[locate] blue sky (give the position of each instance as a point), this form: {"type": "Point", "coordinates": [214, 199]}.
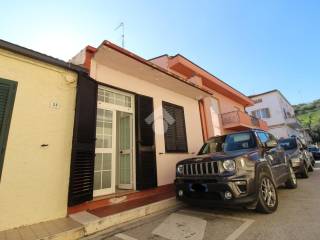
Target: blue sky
{"type": "Point", "coordinates": [254, 46]}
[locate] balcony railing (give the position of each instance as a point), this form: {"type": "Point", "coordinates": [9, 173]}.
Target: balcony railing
{"type": "Point", "coordinates": [238, 120]}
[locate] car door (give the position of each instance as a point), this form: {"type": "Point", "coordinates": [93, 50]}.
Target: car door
{"type": "Point", "coordinates": [281, 161]}
{"type": "Point", "coordinates": [271, 155]}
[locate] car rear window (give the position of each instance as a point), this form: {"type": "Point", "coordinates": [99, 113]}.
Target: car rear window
{"type": "Point", "coordinates": [288, 144]}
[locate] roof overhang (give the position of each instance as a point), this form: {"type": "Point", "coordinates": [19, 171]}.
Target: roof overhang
{"type": "Point", "coordinates": [122, 60]}
{"type": "Point", "coordinates": [188, 68]}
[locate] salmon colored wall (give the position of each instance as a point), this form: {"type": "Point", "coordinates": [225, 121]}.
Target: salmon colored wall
{"type": "Point", "coordinates": [226, 104]}
{"type": "Point", "coordinates": [165, 161]}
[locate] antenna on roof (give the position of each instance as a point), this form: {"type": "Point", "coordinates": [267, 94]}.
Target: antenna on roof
{"type": "Point", "coordinates": [121, 25]}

..............................

**EXERCISE**: Quote the line that contains "Target: roof overhang" and each line after it through the end of the data, exactly, leaving out everything else.

**ANSWER SPACE**:
Target: roof overhang
{"type": "Point", "coordinates": [122, 60]}
{"type": "Point", "coordinates": [188, 68]}
[locate] salmon colored wall (give the position of each instance as a point), this form: {"type": "Point", "coordinates": [225, 121]}.
Target: salmon colored wall
{"type": "Point", "coordinates": [226, 104]}
{"type": "Point", "coordinates": [165, 161]}
[locate] antenna on roof (give the position of each instance as a point), this form: {"type": "Point", "coordinates": [267, 94]}.
Target: antenna on roof
{"type": "Point", "coordinates": [121, 25]}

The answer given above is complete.